Stated exercise A
In the review exchange, which satellite's multi-temporal images are the time-series data sets based on?
Stated exercise B
From the review exchange, extract the passage starting at "Point 1: Provide" and ending at "for your comment.".
Stated exercise C
List each of the numbered comments that Reviewer 2 gives to the authors in the review exchange.

Finally, we would like to thank the reviewer again for your comments!

Author Response File: Author Response.pdf

Reviewer 2 Report (New Reviewer)

This paper develops various time-series data sets based on Sentinel-2 multi-temporal images by VI or spectral stacking and develops deep learning models with different structures for classifying crops from multi-temporal images. This work is well-written and timely. Comments to the authors:

1) Provide details about spectral stacking.

2) How the testing and training samples are selected for this work.

3) Provide the detailed implementation in a flowchart for a clear view.

4) Provide suitable references for the equations considered in this work?

5) Implementation of deep learning algorithms is not clear. Provide more details.

6) What are measures used to find the accuracy of the models proposed?

Some minor grammatical and spell checks are required.

Author Response

Response to Reviewer Comments

Overall comments:

This paper develops various time-series data sets based on Sentinel-2 multi-temporal images by VI or spectral stacking and develops deep learning models with different structures for classifying crops from multi-temporal images. This work is well-written and timely.

Response: Thank you so much for your positive comments.

Your suggestions and comments are very helpful to improve our manuscript. We have revised the manuscript accordingly. Please find our response below.

Point 1: Provide details about spectral stacking.

Response 1: Thank you so much for your suggestions. We add the description of spectral stacking.

Line 173: time-series multi-spectral bands based on spectral stacking [5], which means stacking multi-temporal images by time sequence.

Point 2: How the testing and training samples are selected for this work.

Response 2: Thank you so much for your comment.

Dataset excerpt

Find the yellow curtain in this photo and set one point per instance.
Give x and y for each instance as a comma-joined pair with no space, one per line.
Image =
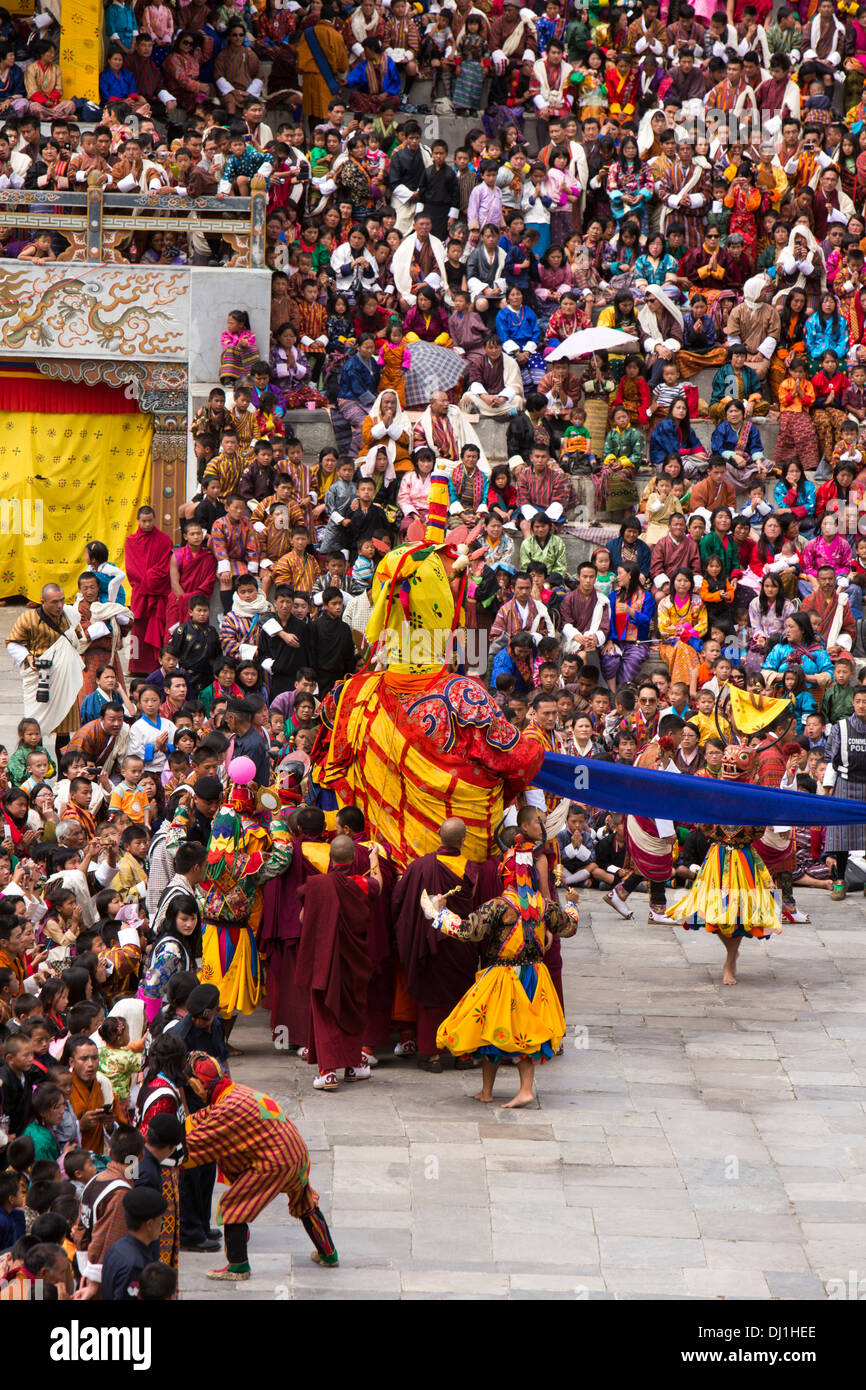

Correct response A
Sentinel-2

Correct response B
Point 1: Provide details about spectral stacking.

Response 1: Thank you so much for your suggestions. We add the description of spectral stacking.

Line 173: time-series multi-spectral bands based on spectral stacking [5], which means stacking multi-temporal images by time sequence.

Point 2: How the testing and training samples are selected for this work.

Response 2: Thank you so much for your comment.

Correct response C
1) Provide details about spectral stacking.
2) How the testing and training samples are selected for this work.
3) Provide the detailed implementation in a flowchart for a clear view.
4) Provide suitable references for the equations considered in this work?
5) Implementation of deep learning algorithms is not clear. Provide more details.
6) What are measures used to find the accuracy of the models proposed?